• Problem details:
Can you retype the items from the line containing "I'd appreciate your help finding the red" through the line containing "[25,380,43,393]", both included, keeping every character the same?

═════ Supplied material ═════

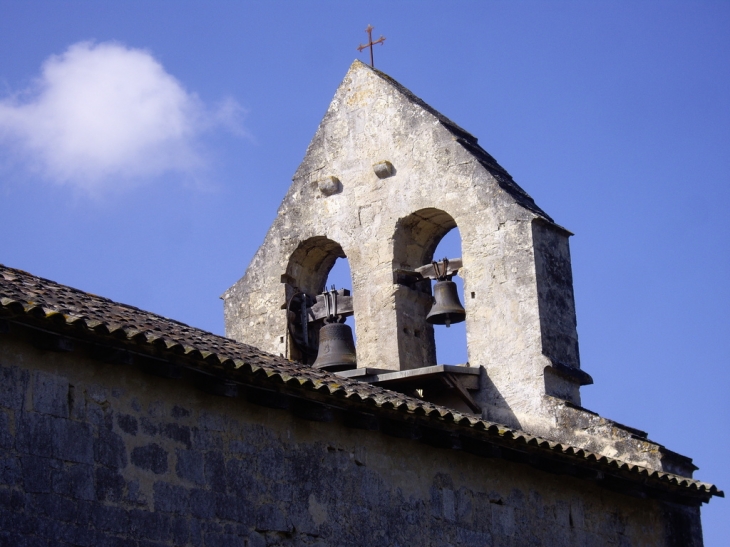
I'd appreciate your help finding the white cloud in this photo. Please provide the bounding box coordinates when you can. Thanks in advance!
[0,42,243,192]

═════
═════ Supplied material ═════

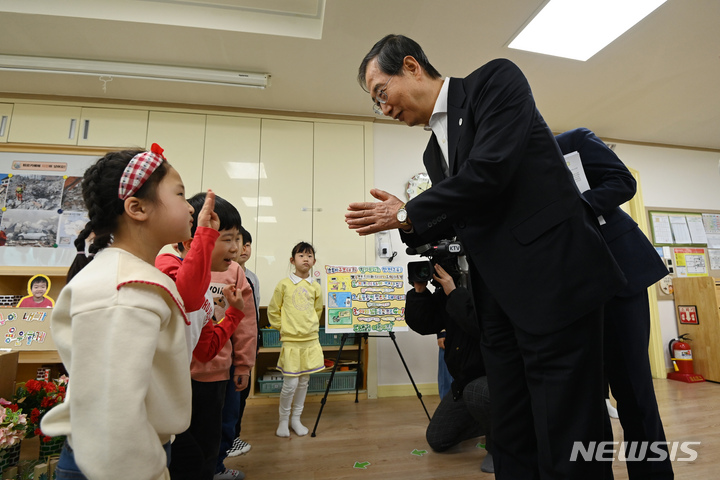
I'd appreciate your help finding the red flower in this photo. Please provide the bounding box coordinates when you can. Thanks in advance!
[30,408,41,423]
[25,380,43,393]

═════

• Written solution:
I'd appreciate your help finding the red flower in this photo. Please provide the bounding box coordinates when you can. Thanks in advance!
[30,408,41,423]
[25,380,43,393]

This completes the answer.